- **Task description**
State how many lines of the data below contain the string "hair", with case counting, and reply with that number only.

- **Provided entries**
(begin)

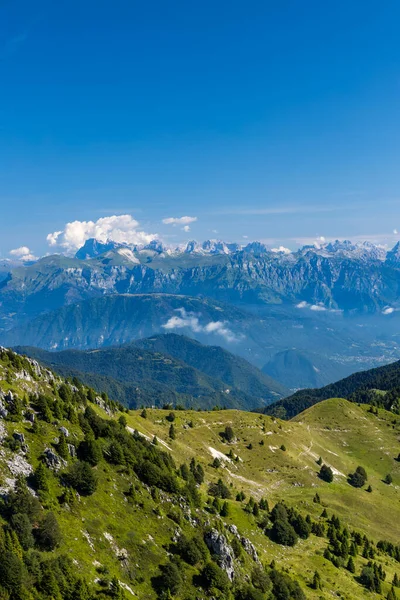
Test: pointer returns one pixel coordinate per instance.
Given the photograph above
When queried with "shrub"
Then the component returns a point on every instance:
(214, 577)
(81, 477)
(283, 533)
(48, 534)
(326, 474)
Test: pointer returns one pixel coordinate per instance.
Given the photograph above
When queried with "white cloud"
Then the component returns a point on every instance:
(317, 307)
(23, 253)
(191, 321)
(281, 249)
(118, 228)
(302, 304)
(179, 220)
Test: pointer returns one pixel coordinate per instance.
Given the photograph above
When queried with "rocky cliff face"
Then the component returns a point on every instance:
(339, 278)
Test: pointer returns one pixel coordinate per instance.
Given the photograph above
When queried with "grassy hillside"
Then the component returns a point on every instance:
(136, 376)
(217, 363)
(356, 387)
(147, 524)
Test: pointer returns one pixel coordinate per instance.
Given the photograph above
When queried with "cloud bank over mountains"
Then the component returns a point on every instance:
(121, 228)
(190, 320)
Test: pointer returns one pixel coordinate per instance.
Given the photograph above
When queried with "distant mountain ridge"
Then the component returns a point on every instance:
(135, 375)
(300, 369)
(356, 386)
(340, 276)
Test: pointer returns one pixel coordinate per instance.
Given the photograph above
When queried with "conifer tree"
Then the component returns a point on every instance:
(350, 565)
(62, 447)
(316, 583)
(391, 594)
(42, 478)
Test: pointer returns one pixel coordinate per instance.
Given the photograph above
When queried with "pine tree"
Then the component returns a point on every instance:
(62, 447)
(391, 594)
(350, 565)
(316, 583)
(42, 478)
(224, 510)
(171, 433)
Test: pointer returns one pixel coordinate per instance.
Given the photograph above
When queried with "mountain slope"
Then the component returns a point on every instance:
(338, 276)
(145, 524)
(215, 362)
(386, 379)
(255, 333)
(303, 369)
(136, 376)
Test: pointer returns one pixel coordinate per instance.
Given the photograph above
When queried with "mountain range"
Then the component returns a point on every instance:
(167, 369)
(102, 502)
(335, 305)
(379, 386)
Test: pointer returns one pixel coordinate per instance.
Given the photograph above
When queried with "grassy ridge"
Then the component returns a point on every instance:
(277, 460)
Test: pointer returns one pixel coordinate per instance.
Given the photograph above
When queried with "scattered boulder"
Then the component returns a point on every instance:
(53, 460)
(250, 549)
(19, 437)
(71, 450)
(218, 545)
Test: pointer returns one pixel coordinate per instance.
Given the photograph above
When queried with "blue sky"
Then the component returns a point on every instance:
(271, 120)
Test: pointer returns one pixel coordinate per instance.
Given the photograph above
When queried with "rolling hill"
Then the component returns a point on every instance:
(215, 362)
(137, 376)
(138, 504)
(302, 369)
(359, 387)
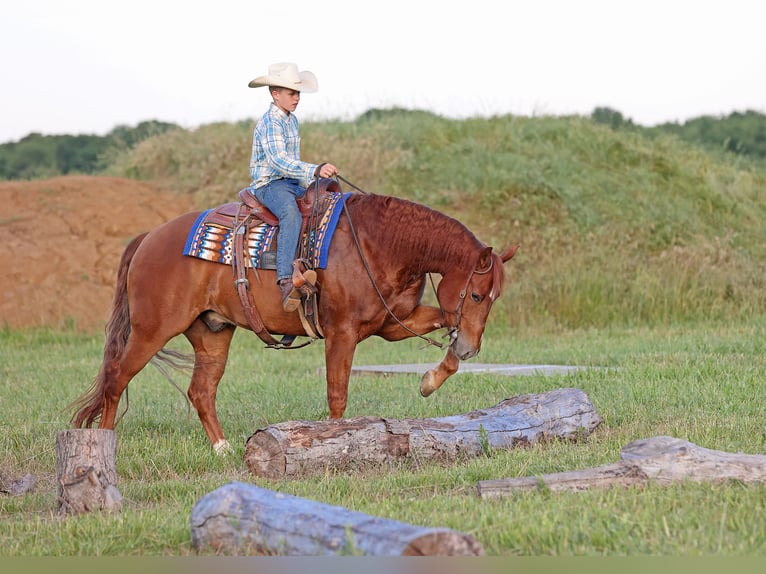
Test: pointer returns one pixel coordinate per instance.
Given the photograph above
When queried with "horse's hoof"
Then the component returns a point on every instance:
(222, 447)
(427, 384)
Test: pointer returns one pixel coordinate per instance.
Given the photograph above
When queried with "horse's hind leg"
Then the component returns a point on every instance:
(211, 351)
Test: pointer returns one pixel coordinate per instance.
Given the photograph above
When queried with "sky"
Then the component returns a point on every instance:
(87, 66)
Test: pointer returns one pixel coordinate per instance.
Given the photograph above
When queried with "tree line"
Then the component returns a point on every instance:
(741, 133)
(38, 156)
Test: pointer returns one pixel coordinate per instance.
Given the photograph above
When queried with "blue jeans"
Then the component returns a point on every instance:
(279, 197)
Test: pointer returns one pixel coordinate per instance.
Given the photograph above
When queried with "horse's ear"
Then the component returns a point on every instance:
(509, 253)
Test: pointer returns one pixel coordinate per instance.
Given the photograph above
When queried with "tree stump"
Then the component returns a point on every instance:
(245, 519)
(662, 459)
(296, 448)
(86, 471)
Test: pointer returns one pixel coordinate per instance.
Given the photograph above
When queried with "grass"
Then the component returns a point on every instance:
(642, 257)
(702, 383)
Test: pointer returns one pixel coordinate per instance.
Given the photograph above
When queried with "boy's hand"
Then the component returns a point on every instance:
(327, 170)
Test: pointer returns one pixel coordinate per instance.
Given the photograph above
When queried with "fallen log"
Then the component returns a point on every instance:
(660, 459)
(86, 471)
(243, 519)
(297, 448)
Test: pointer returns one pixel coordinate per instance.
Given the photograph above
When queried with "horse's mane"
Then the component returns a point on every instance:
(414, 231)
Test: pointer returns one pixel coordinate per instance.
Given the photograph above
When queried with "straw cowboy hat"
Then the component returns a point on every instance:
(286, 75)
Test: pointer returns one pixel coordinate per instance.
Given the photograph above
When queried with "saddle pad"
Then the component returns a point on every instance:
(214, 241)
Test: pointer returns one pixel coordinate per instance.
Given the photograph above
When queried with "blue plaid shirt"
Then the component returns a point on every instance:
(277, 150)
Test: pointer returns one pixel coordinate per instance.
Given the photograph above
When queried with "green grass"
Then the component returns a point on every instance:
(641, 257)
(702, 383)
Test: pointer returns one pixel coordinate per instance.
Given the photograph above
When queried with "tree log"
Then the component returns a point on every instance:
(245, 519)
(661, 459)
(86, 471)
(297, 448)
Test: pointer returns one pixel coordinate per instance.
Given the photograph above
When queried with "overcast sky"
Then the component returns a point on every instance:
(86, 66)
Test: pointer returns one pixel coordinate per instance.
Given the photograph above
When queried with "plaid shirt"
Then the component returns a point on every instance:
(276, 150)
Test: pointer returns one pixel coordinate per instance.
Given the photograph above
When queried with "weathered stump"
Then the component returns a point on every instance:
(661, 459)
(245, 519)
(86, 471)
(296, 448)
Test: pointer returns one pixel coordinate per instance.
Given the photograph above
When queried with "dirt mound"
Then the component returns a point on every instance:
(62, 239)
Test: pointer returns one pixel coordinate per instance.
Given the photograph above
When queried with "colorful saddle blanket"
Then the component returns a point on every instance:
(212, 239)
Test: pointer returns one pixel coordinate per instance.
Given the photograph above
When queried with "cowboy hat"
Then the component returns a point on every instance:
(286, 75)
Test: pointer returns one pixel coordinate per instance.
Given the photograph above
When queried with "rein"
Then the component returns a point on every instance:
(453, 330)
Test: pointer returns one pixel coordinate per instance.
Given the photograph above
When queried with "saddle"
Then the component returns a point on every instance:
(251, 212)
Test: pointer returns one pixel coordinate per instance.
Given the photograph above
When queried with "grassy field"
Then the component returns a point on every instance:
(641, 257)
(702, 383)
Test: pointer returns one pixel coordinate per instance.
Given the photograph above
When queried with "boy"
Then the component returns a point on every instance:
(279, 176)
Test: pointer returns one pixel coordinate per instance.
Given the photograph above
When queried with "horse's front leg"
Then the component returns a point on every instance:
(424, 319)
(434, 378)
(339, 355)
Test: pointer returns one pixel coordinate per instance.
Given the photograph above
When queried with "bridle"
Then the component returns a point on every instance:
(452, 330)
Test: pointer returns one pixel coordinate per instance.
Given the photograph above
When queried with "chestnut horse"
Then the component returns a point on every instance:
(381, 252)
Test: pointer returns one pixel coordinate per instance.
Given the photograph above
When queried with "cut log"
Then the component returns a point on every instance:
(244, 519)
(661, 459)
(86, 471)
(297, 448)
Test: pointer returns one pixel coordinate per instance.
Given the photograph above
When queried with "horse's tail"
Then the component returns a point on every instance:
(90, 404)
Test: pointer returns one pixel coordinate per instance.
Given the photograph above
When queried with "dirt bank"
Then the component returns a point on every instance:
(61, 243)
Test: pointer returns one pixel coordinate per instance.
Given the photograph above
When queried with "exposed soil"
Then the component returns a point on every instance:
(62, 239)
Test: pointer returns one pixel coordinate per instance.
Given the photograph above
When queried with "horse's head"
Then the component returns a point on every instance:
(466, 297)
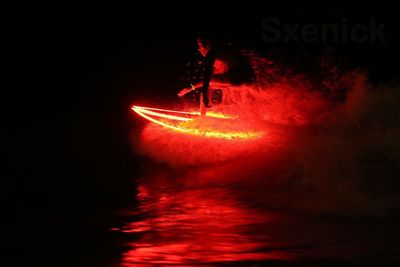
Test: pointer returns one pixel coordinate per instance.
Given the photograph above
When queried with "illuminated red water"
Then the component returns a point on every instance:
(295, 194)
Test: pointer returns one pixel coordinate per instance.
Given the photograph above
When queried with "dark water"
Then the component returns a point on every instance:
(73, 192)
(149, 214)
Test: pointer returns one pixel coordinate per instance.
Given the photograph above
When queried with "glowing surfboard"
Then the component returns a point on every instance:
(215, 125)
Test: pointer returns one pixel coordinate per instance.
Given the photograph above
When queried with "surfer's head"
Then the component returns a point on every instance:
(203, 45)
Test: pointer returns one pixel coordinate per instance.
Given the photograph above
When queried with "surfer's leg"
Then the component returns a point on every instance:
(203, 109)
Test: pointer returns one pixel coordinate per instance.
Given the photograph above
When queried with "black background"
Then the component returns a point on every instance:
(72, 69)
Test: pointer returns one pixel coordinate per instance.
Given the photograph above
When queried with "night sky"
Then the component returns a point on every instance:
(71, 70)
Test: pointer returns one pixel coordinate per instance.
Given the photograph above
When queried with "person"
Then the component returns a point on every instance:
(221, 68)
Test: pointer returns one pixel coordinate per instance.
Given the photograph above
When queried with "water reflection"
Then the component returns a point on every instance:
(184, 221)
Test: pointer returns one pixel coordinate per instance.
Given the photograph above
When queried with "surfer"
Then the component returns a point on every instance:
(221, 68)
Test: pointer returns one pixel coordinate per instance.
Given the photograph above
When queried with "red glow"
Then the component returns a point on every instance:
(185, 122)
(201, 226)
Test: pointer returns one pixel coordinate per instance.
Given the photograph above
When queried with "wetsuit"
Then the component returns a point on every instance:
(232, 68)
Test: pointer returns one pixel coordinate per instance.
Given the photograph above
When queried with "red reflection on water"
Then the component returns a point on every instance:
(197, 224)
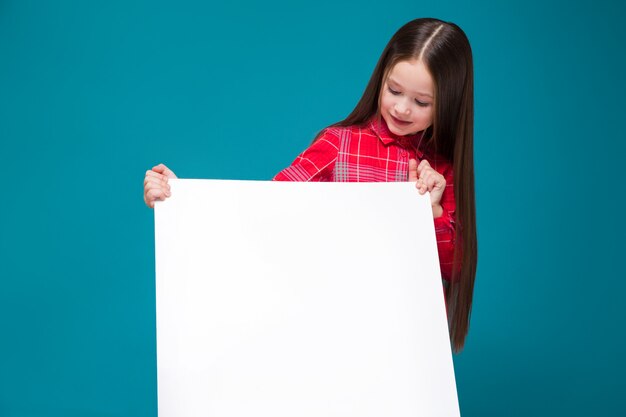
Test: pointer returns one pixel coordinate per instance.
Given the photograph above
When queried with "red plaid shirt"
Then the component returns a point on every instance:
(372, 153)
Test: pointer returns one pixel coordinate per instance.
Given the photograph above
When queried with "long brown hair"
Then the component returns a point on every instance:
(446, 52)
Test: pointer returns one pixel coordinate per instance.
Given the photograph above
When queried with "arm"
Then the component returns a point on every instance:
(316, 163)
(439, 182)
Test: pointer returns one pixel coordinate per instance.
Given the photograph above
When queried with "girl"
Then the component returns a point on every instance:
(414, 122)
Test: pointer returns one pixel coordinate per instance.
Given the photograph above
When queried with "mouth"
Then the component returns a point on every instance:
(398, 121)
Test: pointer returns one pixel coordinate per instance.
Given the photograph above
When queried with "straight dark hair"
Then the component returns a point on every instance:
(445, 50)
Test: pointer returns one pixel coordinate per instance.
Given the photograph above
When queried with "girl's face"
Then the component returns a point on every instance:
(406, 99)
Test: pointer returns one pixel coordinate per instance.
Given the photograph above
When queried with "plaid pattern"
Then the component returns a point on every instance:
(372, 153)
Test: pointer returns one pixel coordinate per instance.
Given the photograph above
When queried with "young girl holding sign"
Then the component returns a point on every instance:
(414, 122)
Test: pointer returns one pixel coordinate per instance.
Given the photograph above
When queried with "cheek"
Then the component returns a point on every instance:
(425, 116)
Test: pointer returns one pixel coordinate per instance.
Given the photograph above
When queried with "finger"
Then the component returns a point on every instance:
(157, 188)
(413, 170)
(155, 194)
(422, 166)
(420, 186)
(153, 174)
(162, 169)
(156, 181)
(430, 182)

(end)

- **The response**
2